• DATA PROVIDED
- - - -

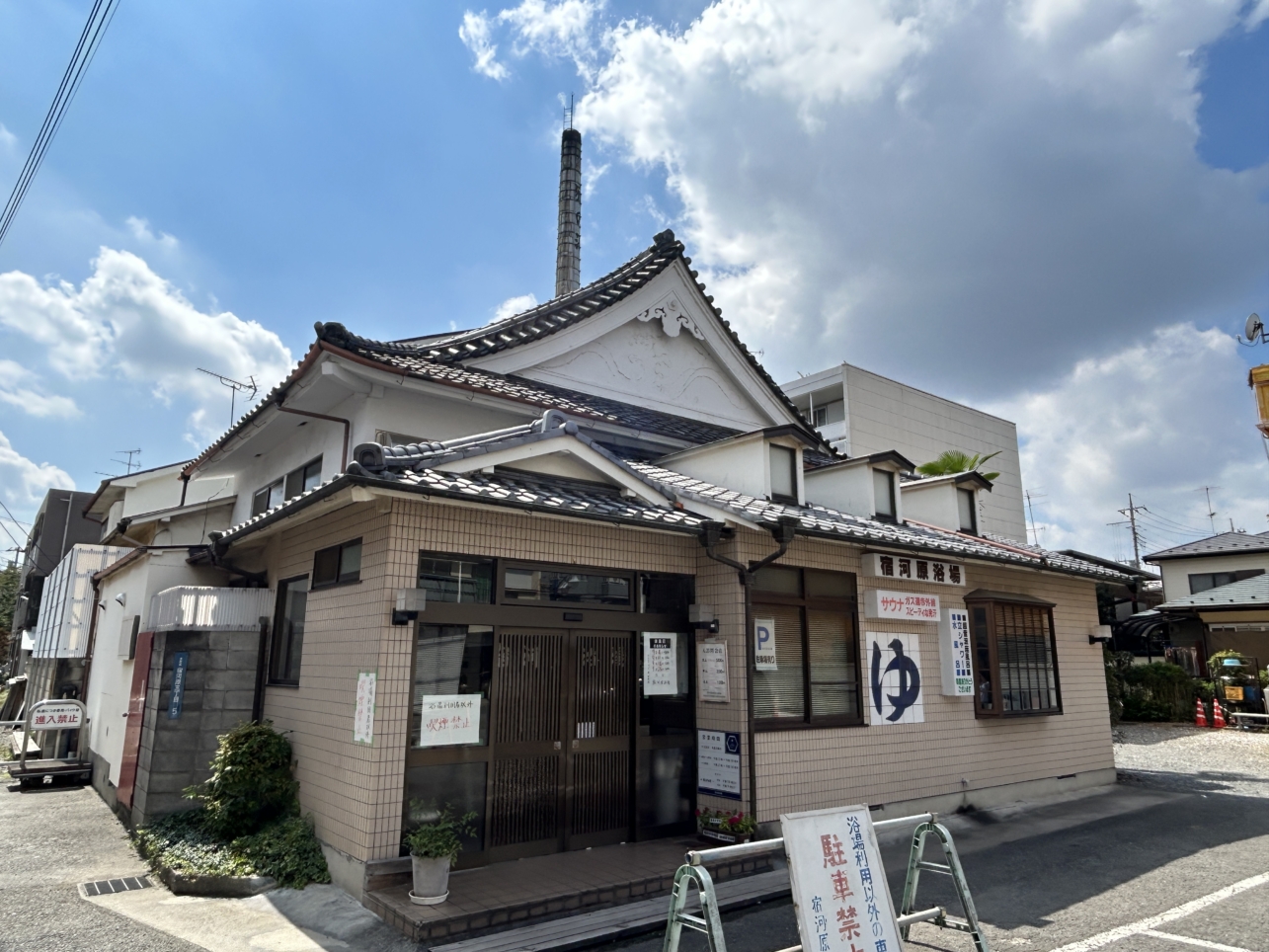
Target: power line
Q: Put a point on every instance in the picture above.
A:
(98, 22)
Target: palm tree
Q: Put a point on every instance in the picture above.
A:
(952, 461)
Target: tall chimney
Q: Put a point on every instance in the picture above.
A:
(569, 246)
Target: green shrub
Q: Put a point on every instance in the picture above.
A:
(440, 835)
(250, 783)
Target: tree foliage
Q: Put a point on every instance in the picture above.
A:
(953, 461)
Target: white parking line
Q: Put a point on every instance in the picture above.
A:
(1122, 932)
(1192, 941)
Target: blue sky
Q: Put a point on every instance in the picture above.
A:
(292, 163)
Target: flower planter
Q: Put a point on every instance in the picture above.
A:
(431, 880)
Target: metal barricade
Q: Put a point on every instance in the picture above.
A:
(709, 921)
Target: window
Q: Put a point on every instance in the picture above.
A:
(884, 495)
(298, 480)
(338, 564)
(966, 507)
(1210, 581)
(523, 584)
(815, 678)
(783, 472)
(1014, 659)
(466, 581)
(288, 631)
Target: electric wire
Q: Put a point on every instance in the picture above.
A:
(85, 49)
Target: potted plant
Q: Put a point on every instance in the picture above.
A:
(435, 845)
(722, 827)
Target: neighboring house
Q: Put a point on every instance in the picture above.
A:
(860, 413)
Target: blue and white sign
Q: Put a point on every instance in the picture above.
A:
(718, 763)
(764, 645)
(894, 679)
(179, 667)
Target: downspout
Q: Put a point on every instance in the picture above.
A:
(343, 463)
(709, 537)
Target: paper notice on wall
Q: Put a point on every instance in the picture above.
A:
(954, 653)
(449, 719)
(660, 663)
(363, 712)
(764, 645)
(837, 881)
(712, 672)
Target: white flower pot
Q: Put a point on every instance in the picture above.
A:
(431, 880)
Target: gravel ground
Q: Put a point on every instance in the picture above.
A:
(1196, 759)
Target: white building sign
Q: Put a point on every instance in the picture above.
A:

- - - -

• WHAT YOU HAVE TO DO
Starting at the line that contains "Target: electric wire", output each remaining line of the listing, the last line included, exactly as it appears.

• WRITTEN REPLY
Target: electric wire
Q: Put a point on every instance in the picture above.
A:
(85, 49)
Target: potted plant
Q: Put a point on every instance in the picture above.
A:
(435, 845)
(722, 827)
Target: neighboring house
Q: Put a point on every instance in the picture above.
A:
(860, 413)
Target: blue and white sign
Q: Put a point on every instance in the picture above.
A:
(718, 763)
(764, 645)
(894, 679)
(179, 667)
Target: downspout
Q: Put a point on every instance in the picture above.
A:
(343, 463)
(709, 537)
Target: paper notice on wall
Q: Put a point on every instance in the picture above.
A:
(954, 653)
(449, 719)
(660, 663)
(363, 712)
(764, 645)
(837, 881)
(712, 672)
Target: white flower pot
Q: Put a point on every instance in the picture above.
A:
(431, 880)
Target: gravel ground
Q: Put a point on every instance in the picture above.
A:
(1196, 759)
Target: white building sign
Q: Put a point on every instance in the picture above.
A:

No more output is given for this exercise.